New Funders Concerned About AIDS Report Shows Highest Philanthropic Funding Point since 2008

Global funding up to $663 Million

More resources, broader engagement needed to end epidemic

Washington, D.C., December 5, 2016 – Funders Concerned About AIDS (FCAA), the leading voice on philanthropic resources for the global AIDS epidemic, today released its 14thannual Philanthropic Support to Address HIV/AIDS report. This year’s findings indicate that global philanthropic funding to fight the epidemic increased 10 percent from 2014, reaching $663 million, the highest level of funding since 2008.

“Although the increase in philanthropic funding is encouraging, there is still much effort needed to ensure we have the resources necessary to meet global HIV and AIDS targets,” said John L. Barnes, FCAA Executive Director. “It’s important to note, too, that philanthropic resources allocated to fighting the epidemic are concentrated among a handful of donors, leaving the field vulnerable to the decisions and fluctuations of a relatively small group.”

The 2015 rise in philanthropic funding was driven by significant increases from several of the top 10 funders, specifically Gilead Sciences, which gave $51 million more in 2015 than 2014. ViiV Healthcare, Children’s Investment Fund Foundation, Johnson & Johnson and M•A•C AIDS Fund also increased funding between $5 million and $13 million each from 2014 and 2015. Though impressive, this growth was partly offset by decreases in funding from other organizations.

Dataset extract:
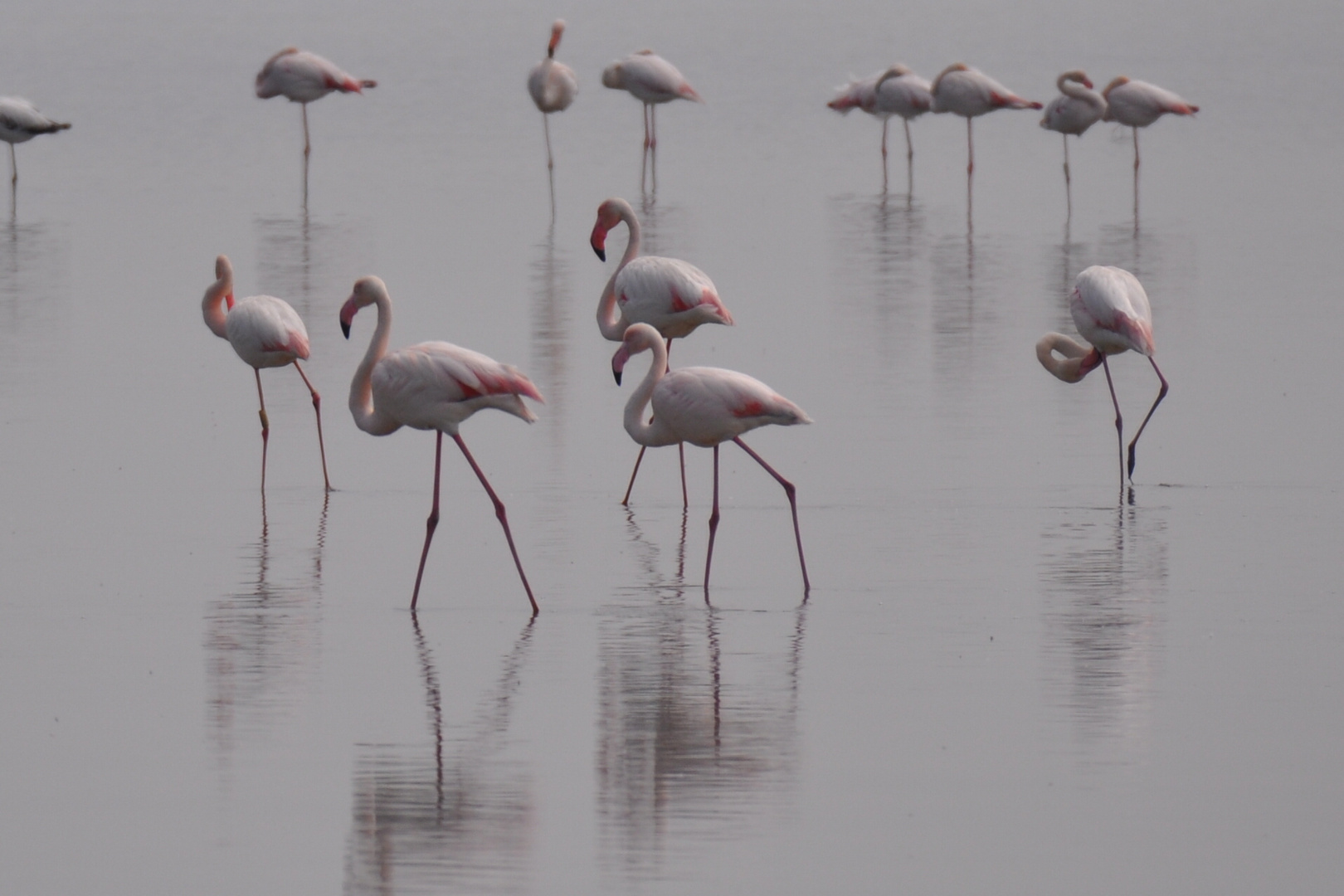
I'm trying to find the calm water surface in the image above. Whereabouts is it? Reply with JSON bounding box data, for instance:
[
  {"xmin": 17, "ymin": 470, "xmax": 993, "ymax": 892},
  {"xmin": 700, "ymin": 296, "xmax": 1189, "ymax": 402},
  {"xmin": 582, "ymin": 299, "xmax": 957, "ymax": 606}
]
[{"xmin": 0, "ymin": 0, "xmax": 1344, "ymax": 894}]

Work request:
Answer these questions from the press release on AIDS philanthropic funding.
(a) What total did global philanthropic funding to fight the epidemic reach?
(b) Who is the Executive Director of FCAA?
(c) How much more did Gilead Sciences give in 2015 than in 2014?

Solution to the problem:
(a) $663 million
(b) John L. Barnes
(c) $51 million